Written problem:
Write out the data again exactly, skipping every picture.

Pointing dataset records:
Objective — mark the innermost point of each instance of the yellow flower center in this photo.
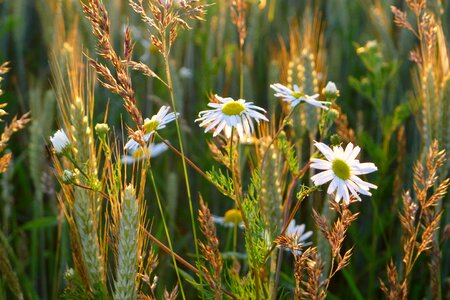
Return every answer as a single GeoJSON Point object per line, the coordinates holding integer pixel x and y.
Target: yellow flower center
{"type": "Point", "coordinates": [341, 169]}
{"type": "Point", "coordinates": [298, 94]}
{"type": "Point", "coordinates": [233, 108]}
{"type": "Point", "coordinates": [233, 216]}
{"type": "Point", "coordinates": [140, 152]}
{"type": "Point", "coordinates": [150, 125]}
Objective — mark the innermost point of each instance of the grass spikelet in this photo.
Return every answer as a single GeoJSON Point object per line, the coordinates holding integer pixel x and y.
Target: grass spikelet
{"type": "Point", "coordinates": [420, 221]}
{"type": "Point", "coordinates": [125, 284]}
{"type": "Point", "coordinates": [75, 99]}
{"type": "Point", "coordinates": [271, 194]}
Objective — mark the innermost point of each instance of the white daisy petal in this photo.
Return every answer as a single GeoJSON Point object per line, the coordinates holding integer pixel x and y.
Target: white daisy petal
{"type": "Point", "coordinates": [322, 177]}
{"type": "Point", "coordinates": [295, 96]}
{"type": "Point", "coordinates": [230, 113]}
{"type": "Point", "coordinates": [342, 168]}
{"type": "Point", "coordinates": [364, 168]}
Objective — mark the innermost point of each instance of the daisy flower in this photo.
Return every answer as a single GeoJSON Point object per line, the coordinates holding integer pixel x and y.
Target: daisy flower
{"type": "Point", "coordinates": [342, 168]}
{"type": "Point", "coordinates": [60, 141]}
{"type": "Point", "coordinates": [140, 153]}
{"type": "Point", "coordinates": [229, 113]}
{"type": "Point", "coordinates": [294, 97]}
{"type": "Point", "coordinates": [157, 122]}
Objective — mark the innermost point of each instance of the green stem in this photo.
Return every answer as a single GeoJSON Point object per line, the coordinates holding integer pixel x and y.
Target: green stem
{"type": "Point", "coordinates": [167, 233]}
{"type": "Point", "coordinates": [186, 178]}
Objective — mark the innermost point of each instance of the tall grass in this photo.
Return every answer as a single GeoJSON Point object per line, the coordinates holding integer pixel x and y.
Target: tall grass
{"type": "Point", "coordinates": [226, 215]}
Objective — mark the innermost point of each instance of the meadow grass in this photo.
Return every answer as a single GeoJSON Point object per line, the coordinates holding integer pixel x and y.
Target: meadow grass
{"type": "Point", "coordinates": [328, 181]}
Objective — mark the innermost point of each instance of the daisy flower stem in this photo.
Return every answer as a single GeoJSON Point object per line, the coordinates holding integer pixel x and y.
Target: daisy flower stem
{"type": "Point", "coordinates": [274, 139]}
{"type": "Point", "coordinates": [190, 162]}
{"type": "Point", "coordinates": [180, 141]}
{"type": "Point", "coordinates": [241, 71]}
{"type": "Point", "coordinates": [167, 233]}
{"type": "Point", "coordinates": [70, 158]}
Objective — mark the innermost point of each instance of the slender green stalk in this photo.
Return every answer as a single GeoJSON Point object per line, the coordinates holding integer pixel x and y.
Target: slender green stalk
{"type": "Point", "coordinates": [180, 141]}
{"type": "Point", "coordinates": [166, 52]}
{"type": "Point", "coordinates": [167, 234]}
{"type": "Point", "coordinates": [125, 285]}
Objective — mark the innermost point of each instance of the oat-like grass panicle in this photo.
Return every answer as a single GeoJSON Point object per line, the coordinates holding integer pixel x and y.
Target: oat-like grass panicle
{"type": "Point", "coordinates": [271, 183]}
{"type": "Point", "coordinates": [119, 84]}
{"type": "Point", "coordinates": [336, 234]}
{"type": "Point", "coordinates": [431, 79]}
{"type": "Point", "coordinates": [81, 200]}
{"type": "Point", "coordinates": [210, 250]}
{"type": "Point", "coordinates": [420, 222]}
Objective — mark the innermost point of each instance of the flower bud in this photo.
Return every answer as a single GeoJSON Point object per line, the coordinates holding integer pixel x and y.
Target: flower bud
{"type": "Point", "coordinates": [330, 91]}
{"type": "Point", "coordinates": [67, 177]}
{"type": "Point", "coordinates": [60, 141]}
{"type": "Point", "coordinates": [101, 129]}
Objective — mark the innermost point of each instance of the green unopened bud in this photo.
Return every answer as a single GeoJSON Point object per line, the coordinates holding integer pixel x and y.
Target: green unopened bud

Response:
Objective — mark the innermost point of each instance of the yellow flower center in this photo.
Return every answer as a single GeoJSON Point object per line, the coordinates holding integer pixel x and y.
Target: yellow flower center
{"type": "Point", "coordinates": [341, 169]}
{"type": "Point", "coordinates": [298, 94]}
{"type": "Point", "coordinates": [233, 108]}
{"type": "Point", "coordinates": [233, 216]}
{"type": "Point", "coordinates": [140, 152]}
{"type": "Point", "coordinates": [150, 125]}
Objective — mark the innermost point of each instance of the grass spikelet in this photo.
Return every answer as a single GeoJSON Point object per line, the coordinates holding integer pixel x and y.
Target: grass spikelet
{"type": "Point", "coordinates": [420, 221]}
{"type": "Point", "coordinates": [125, 284]}
{"type": "Point", "coordinates": [75, 99]}
{"type": "Point", "coordinates": [271, 194]}
Objective — mark the innermost point of each instance of the white daisy petal in this photo.
Return every answer as a single GeoJSON Point object per line, the coordinates holding integer pixel x and y.
Target: white daisy petal
{"type": "Point", "coordinates": [322, 177]}
{"type": "Point", "coordinates": [295, 96]}
{"type": "Point", "coordinates": [230, 113]}
{"type": "Point", "coordinates": [342, 168]}
{"type": "Point", "coordinates": [364, 168]}
Objective — mark the innermost point of each instance of the daisy flower in this photo.
Return every answer as a single GeoJSON Point object per line, the coordinates holding integer pixel x and y.
Target: daisy flower
{"type": "Point", "coordinates": [342, 168]}
{"type": "Point", "coordinates": [60, 141]}
{"type": "Point", "coordinates": [140, 153]}
{"type": "Point", "coordinates": [229, 113]}
{"type": "Point", "coordinates": [294, 97]}
{"type": "Point", "coordinates": [157, 122]}
Objective — mark the innermost point of each instance of the green stem in this photo.
Return every answer as a single GeoJSON Point object per line, the coordinates holding integer pixel x and y.
Target: green stem
{"type": "Point", "coordinates": [167, 233]}
{"type": "Point", "coordinates": [186, 178]}
Objective — mark the innermost point of each instance of the tall grass in this photo.
Return every answer as a single GeoJSON Point object per line, the coordinates holding integer pixel x and y.
Target: tall grass
{"type": "Point", "coordinates": [226, 215]}
Objective — mark the innermost point of each instance of the meadow grass in this photo.
Return every answer as a single GeoJSON Point object per line, the coordinates holding integer pixel x and y.
Target: meadow grass
{"type": "Point", "coordinates": [328, 181]}
Objective — mark the innermost point of each instance of the daisy flower stem in this photo.
Return every answer as a single GeoJSON Point object per line, the coordinates holding integer pixel x and y.
Target: daisy flower stem
{"type": "Point", "coordinates": [274, 139]}
{"type": "Point", "coordinates": [190, 162]}
{"type": "Point", "coordinates": [180, 141]}
{"type": "Point", "coordinates": [241, 71]}
{"type": "Point", "coordinates": [167, 233]}
{"type": "Point", "coordinates": [70, 158]}
Objective — mark the innermost point of each instance of the slender green stalk in this photo.
Return every answer as a single GeoJSON Point object per line, the coordinates holding integer pixel x and y.
Target: slender green stalk
{"type": "Point", "coordinates": [180, 141]}
{"type": "Point", "coordinates": [166, 52]}
{"type": "Point", "coordinates": [167, 234]}
{"type": "Point", "coordinates": [125, 285]}
Objective — mark the innermost point of each instance of the oat-like grass panicle in this photo.
Return every answer as a single GeoJSON Point object per line, the coordinates holding integer pixel x and y.
Target: oat-like grass panicle
{"type": "Point", "coordinates": [271, 183]}
{"type": "Point", "coordinates": [119, 84]}
{"type": "Point", "coordinates": [336, 234]}
{"type": "Point", "coordinates": [431, 79]}
{"type": "Point", "coordinates": [81, 200]}
{"type": "Point", "coordinates": [210, 250]}
{"type": "Point", "coordinates": [420, 222]}
Objective — mark the innermost point of each instance of the flower bud in this photo.
Return every answer as a single GeoJSON Point object per line, the coordinates holding integer pixel x and y.
Target: flower bud
{"type": "Point", "coordinates": [330, 91]}
{"type": "Point", "coordinates": [67, 177]}
{"type": "Point", "coordinates": [60, 141]}
{"type": "Point", "coordinates": [101, 129]}
Objective — mark the innermost point of each instance of the green unopened bud in this photo.
Return every answer as a single GeoJSON Point object per line, the coordinates holding integer pixel x and y.
Target: green unopened bud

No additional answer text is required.